[Records shown — start]

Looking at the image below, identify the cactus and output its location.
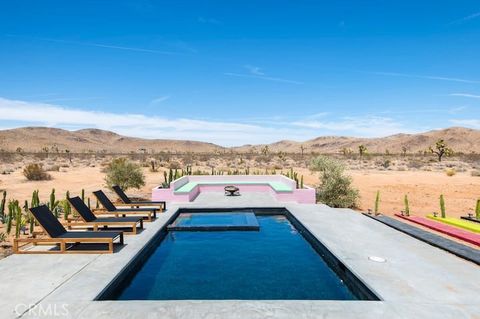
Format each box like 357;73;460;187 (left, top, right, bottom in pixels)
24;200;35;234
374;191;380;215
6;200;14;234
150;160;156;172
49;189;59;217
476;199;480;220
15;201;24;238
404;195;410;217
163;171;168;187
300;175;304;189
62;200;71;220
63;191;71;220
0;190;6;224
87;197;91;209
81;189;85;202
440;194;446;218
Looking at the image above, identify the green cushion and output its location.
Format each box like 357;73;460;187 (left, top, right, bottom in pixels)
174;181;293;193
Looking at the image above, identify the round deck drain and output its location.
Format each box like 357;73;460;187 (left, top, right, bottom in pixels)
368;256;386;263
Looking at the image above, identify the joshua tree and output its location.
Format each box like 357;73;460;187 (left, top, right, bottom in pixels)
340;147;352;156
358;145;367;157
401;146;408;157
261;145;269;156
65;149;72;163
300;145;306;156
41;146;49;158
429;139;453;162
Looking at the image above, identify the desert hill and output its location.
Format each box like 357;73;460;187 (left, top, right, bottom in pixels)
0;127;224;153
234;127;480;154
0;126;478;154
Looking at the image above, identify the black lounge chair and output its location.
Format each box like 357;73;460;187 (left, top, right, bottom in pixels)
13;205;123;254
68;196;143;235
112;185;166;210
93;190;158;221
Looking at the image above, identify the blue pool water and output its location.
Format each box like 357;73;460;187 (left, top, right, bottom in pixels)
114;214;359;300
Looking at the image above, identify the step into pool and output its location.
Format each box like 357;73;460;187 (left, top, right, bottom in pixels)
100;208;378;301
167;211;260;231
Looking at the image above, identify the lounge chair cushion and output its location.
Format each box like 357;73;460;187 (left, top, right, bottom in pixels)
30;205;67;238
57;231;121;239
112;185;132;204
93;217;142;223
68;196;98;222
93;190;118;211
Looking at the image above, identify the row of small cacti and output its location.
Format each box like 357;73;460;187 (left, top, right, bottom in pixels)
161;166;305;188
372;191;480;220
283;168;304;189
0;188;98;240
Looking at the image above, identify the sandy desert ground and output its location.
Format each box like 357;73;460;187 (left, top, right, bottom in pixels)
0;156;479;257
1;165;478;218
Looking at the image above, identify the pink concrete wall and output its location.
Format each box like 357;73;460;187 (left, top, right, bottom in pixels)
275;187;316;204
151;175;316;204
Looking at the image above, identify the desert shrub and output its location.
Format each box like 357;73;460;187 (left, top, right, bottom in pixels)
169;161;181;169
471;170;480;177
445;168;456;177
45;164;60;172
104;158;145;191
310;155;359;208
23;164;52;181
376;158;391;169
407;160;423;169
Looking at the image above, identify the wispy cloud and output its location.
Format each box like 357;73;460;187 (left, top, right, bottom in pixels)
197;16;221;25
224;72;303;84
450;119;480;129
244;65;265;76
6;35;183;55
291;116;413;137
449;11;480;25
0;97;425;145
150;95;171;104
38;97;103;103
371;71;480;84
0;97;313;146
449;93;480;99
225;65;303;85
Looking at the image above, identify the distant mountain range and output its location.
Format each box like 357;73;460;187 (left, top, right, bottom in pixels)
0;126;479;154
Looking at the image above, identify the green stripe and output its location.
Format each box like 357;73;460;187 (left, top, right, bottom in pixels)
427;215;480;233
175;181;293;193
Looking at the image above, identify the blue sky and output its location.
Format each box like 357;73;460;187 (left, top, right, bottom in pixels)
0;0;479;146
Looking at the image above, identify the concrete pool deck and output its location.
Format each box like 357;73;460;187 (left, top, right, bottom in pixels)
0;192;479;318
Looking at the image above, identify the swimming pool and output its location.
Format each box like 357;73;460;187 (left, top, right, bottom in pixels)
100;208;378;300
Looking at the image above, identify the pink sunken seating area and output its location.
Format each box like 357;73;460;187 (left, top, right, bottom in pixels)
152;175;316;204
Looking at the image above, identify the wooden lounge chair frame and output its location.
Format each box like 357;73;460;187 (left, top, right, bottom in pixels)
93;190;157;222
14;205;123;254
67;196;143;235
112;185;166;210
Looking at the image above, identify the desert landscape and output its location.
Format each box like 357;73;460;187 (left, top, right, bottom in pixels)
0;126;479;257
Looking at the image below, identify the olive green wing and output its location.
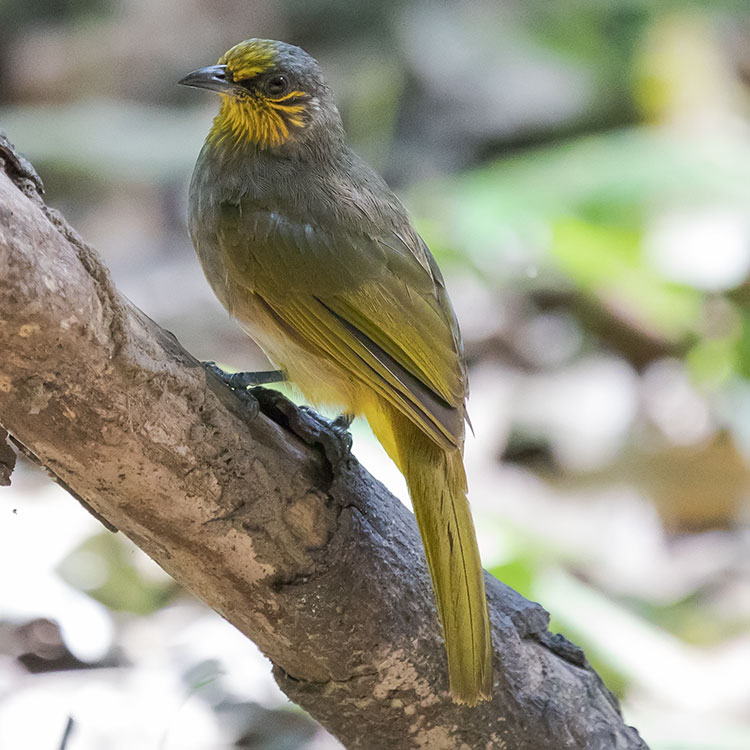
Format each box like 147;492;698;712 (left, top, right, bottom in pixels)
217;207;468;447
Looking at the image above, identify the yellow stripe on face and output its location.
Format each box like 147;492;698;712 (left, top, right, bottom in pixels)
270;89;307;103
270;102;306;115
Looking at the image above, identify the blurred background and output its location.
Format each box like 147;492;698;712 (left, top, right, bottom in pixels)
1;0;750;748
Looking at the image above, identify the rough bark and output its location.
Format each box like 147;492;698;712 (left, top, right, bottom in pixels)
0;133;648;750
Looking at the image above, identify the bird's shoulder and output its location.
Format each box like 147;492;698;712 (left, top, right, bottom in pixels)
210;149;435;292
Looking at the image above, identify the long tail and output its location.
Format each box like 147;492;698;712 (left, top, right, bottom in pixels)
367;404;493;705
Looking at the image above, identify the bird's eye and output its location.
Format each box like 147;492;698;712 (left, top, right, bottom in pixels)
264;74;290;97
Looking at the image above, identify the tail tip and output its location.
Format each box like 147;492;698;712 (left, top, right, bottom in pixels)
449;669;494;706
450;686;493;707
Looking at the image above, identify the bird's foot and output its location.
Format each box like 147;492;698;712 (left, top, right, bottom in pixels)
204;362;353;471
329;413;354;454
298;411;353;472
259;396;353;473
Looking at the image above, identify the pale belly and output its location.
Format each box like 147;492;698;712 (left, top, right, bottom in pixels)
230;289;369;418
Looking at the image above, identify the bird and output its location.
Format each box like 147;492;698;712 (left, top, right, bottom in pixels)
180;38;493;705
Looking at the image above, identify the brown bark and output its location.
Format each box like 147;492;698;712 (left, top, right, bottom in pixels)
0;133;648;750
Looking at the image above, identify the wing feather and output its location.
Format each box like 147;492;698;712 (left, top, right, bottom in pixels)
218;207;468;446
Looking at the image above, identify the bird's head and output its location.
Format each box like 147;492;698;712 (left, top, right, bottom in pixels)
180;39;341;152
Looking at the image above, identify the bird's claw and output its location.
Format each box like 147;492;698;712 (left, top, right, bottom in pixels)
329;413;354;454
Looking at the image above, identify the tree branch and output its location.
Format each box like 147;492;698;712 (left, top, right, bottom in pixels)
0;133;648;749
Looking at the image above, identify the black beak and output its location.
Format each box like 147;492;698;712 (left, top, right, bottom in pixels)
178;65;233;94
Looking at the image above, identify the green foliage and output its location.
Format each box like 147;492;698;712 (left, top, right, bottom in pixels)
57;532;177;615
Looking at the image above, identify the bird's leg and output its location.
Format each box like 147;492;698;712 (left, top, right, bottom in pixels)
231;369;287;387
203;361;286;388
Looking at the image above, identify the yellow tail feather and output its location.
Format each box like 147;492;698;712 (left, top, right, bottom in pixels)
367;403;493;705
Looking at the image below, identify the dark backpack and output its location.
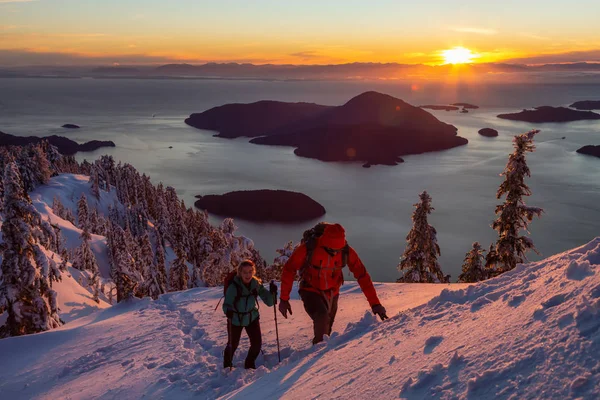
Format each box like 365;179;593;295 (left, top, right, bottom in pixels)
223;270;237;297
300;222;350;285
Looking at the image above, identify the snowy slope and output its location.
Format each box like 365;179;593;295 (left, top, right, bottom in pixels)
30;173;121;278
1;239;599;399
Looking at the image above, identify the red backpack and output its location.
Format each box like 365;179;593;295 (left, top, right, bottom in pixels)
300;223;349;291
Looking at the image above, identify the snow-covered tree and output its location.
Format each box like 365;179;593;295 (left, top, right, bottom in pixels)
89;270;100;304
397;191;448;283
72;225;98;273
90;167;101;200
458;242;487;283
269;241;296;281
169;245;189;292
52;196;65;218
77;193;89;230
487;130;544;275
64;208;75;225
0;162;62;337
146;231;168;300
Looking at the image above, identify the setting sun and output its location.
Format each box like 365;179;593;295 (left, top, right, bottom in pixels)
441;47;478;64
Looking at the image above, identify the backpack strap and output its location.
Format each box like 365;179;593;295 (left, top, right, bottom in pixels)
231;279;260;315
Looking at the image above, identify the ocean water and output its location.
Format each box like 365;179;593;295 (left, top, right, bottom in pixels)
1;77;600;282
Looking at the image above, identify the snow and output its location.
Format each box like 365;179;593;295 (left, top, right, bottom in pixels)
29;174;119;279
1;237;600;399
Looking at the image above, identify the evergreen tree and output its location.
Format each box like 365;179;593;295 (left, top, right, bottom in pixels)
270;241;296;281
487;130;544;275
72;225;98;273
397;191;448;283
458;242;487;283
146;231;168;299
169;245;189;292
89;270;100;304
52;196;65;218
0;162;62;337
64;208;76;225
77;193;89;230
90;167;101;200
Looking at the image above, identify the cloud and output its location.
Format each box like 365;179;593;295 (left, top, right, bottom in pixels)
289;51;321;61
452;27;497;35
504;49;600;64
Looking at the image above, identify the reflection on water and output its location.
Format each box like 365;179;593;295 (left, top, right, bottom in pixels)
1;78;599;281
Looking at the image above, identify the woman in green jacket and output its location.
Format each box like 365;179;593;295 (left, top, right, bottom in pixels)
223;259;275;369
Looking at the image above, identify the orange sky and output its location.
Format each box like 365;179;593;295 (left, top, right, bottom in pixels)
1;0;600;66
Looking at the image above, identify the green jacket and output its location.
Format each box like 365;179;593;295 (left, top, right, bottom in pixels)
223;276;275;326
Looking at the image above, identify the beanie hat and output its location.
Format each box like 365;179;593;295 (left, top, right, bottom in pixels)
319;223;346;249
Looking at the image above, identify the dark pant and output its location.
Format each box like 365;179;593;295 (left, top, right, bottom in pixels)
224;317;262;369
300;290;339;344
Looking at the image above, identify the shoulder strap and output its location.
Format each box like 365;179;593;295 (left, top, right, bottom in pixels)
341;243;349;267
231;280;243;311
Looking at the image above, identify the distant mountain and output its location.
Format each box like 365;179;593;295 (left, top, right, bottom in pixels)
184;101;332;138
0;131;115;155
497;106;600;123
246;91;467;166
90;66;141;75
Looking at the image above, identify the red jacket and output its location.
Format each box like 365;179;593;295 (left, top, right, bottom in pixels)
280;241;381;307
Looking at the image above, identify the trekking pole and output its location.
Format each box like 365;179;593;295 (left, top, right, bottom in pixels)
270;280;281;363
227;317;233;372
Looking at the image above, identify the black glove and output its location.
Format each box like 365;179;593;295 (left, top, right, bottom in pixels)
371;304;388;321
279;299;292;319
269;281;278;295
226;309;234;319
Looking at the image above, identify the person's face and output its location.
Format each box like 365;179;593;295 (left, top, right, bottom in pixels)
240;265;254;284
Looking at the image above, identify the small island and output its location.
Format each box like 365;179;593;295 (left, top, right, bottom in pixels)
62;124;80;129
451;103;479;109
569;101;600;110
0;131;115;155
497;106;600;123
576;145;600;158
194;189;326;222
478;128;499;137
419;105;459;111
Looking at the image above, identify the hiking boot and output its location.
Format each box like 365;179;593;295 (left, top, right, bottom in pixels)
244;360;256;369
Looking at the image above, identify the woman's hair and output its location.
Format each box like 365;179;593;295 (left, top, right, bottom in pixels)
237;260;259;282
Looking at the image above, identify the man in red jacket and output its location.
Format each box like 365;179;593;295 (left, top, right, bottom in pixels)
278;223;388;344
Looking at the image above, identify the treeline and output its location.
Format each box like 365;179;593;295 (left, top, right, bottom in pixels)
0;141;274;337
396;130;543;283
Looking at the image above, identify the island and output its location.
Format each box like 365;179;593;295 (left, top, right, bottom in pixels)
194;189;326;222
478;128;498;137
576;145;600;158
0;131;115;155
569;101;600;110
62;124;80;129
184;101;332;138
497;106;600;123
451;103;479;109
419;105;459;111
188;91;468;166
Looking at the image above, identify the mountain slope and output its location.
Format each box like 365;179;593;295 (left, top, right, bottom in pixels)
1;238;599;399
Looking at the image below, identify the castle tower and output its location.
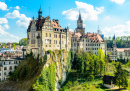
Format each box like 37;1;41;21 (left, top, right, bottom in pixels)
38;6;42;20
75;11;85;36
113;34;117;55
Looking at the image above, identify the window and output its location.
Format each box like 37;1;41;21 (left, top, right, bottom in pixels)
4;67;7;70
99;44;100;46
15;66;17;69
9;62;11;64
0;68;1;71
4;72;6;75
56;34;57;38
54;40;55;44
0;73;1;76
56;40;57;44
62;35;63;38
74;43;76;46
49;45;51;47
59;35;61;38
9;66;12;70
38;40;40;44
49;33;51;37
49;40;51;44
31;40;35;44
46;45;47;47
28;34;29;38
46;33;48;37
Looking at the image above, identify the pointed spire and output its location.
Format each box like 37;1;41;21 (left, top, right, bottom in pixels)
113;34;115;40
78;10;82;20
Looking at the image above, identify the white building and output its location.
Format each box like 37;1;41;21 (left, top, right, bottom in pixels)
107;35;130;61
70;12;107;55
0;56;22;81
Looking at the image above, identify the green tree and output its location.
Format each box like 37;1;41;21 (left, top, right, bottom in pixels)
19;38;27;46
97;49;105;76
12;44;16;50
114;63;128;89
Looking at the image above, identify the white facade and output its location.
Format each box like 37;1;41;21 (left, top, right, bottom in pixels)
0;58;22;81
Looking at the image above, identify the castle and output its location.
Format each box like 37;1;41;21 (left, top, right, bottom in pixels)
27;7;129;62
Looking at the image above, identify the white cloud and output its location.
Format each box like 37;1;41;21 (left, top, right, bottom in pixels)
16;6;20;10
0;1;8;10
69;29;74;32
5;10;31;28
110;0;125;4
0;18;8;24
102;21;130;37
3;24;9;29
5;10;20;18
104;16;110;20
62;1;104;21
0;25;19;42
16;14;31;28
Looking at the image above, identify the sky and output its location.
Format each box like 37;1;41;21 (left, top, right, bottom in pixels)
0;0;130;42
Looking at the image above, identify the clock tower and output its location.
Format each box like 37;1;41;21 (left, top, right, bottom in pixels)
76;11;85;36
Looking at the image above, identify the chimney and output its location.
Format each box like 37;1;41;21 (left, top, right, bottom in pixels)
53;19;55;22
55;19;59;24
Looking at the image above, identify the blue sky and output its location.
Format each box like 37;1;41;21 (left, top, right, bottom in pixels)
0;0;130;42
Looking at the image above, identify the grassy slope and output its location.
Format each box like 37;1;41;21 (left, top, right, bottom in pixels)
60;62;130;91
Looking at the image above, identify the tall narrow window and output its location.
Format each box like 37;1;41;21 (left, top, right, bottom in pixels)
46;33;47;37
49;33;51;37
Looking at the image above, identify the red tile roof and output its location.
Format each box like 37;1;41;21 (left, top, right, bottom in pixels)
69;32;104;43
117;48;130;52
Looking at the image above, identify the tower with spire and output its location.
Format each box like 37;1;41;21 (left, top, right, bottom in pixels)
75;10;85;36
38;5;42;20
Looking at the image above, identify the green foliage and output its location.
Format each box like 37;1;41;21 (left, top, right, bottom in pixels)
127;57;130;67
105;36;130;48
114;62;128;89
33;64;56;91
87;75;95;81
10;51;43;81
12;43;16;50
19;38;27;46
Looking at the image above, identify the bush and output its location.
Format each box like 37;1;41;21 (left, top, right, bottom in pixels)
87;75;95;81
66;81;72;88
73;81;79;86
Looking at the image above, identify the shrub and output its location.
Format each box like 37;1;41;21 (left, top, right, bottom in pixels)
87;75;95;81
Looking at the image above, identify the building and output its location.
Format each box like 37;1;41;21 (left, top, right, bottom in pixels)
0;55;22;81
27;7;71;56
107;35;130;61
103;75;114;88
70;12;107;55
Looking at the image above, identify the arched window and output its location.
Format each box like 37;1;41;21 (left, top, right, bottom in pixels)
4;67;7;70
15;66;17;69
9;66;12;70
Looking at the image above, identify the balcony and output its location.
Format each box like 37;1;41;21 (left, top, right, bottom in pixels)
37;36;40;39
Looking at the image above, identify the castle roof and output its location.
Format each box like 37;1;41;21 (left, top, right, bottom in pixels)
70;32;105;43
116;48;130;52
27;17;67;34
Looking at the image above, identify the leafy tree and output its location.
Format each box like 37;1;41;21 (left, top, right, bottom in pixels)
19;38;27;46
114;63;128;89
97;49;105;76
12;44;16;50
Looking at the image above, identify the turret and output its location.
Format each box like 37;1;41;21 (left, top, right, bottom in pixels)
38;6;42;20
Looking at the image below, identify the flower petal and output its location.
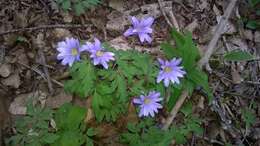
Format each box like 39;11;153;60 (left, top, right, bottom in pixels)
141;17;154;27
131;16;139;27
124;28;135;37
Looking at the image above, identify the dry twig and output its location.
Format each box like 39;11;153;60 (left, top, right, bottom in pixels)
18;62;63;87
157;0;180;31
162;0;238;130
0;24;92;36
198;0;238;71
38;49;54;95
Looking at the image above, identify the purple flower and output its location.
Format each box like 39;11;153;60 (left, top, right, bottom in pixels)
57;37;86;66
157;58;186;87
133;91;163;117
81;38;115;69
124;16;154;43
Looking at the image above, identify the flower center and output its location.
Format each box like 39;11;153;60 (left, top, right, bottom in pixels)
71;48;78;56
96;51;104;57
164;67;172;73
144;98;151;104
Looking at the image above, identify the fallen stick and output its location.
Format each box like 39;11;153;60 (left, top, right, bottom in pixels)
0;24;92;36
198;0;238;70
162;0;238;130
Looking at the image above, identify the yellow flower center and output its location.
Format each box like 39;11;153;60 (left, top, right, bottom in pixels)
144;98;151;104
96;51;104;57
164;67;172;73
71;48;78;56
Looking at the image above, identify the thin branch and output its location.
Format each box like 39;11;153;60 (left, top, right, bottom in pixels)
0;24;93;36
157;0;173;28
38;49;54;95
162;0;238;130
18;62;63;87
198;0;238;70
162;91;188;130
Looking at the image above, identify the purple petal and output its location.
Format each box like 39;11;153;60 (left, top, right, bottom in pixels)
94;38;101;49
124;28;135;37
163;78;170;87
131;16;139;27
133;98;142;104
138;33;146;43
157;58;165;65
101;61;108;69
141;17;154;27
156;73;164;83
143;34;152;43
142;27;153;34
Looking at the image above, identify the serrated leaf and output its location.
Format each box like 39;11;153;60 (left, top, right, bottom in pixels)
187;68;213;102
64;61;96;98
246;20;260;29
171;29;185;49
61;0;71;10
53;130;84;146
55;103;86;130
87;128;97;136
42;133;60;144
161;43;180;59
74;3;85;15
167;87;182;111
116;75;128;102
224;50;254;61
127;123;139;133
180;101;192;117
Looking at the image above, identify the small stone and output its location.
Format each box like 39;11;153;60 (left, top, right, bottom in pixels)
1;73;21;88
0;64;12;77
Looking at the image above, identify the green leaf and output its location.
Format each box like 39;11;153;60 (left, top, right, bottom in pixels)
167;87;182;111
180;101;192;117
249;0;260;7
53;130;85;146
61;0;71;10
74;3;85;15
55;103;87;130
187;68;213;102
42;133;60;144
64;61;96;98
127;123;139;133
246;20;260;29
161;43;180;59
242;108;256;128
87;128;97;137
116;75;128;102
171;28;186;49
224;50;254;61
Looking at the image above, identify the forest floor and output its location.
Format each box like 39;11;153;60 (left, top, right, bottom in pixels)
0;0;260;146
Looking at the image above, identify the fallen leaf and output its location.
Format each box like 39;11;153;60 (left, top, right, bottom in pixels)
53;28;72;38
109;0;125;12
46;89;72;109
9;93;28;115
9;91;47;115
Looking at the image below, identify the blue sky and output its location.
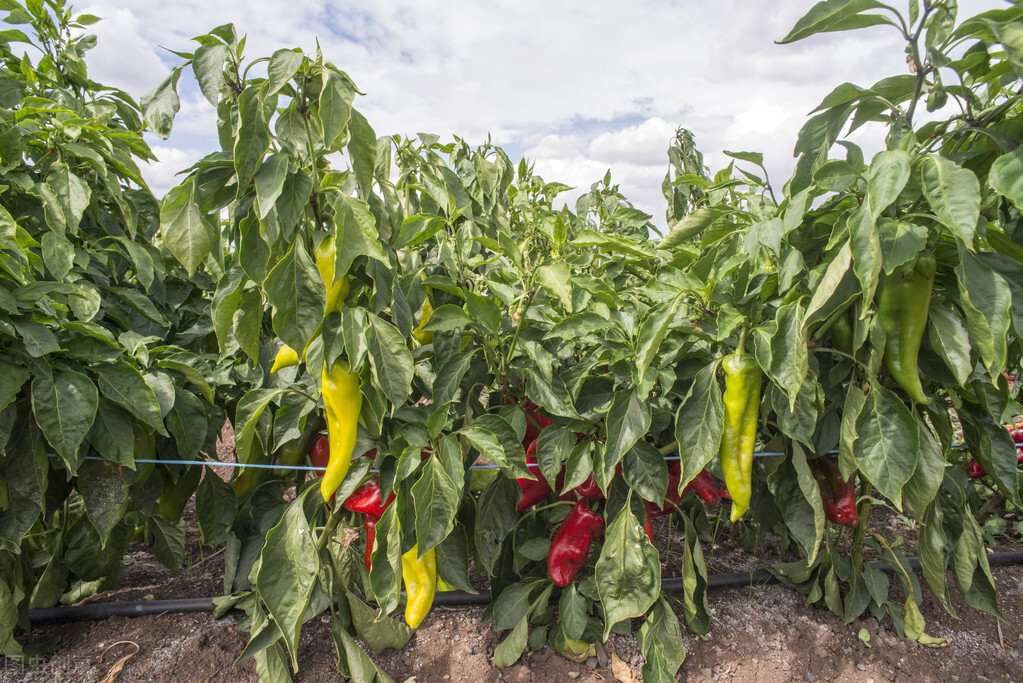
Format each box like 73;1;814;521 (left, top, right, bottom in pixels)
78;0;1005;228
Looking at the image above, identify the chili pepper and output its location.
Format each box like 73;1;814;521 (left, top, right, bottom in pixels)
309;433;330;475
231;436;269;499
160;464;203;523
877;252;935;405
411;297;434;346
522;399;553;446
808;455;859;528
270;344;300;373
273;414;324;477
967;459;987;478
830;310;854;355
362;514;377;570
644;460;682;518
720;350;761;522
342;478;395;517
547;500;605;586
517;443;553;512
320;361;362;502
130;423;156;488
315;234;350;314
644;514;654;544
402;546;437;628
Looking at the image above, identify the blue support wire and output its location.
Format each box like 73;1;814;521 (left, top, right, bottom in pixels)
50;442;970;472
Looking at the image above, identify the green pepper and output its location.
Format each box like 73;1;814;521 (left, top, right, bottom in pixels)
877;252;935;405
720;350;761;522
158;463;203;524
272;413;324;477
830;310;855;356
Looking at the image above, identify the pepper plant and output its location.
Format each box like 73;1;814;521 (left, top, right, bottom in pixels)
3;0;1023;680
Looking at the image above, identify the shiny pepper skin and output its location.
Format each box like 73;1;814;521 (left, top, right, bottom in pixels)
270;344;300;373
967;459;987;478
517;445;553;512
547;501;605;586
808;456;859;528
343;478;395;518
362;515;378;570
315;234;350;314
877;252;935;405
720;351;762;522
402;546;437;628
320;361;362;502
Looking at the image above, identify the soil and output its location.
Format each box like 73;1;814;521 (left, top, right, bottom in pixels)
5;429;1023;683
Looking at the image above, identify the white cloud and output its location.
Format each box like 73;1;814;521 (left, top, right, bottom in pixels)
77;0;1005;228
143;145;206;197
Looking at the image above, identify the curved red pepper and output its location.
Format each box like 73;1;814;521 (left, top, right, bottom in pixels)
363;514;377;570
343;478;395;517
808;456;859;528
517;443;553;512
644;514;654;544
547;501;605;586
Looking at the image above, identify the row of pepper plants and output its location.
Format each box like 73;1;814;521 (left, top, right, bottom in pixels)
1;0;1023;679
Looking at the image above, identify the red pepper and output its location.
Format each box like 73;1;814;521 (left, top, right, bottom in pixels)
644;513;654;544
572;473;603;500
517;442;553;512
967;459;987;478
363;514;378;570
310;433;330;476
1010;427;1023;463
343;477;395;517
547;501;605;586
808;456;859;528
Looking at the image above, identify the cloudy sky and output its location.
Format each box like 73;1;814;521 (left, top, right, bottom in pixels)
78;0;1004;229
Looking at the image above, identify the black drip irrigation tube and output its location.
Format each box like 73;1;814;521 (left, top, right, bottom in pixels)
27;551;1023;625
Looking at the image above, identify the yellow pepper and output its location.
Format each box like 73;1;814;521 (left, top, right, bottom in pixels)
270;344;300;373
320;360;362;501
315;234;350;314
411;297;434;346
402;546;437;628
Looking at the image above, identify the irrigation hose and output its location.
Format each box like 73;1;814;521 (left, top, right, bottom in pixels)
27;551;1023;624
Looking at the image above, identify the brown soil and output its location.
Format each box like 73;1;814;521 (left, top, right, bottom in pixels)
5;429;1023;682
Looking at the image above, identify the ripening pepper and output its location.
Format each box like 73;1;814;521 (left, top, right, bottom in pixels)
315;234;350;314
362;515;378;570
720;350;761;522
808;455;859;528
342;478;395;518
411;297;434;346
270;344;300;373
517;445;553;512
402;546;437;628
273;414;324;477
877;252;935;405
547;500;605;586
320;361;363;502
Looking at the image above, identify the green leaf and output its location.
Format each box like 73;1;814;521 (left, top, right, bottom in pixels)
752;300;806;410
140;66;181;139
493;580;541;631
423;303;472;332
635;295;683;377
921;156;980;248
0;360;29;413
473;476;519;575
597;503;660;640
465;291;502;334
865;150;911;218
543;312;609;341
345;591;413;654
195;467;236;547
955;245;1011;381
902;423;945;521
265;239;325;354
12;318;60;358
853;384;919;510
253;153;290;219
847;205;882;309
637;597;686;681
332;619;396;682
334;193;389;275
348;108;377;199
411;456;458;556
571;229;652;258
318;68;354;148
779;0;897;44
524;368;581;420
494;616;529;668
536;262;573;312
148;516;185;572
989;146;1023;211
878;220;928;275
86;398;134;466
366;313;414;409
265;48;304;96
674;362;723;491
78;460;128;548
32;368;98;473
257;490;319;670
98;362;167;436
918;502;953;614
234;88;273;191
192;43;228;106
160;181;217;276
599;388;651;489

[Records shown — finish]

Look above for the line that contains "Looking at the image above, identify the dark". Starting there, transcribe every line exactly until you have copied the line that contains "Looking at the image above, identify the black glove".

Answer space:
Looking at the image above, identify the dark pant and output its location.
Format each box like 365;179;593;295 (left, top, right, bottom in pixels)
224;317;262;369
300;290;339;344
Looking at the image above, identify the shoulder strap and output its location.
Format each box like 365;179;593;295 (left, top, right, bottom in pixels)
341;243;349;267
231;280;243;311
Looking at the image above, identify the distant mountain and output its location.
Format each box like 365;179;593;295 (left, top, right, bottom in pixels)
184;101;332;138
0;131;115;155
497;106;600;123
246;91;467;166
90;66;141;75
Looking at the image above, identify the red jacket and output its location.
Format each box like 365;179;593;295 (left, top, right, bottom in pixels)
280;241;381;307
Looking at the image above, identify the trekking pole and output its location.
Format each box like 365;179;593;295 (left, top, right, bottom in pixels)
270;280;281;363
227;317;233;372
Looking at the image above, identify the black glove and output its location.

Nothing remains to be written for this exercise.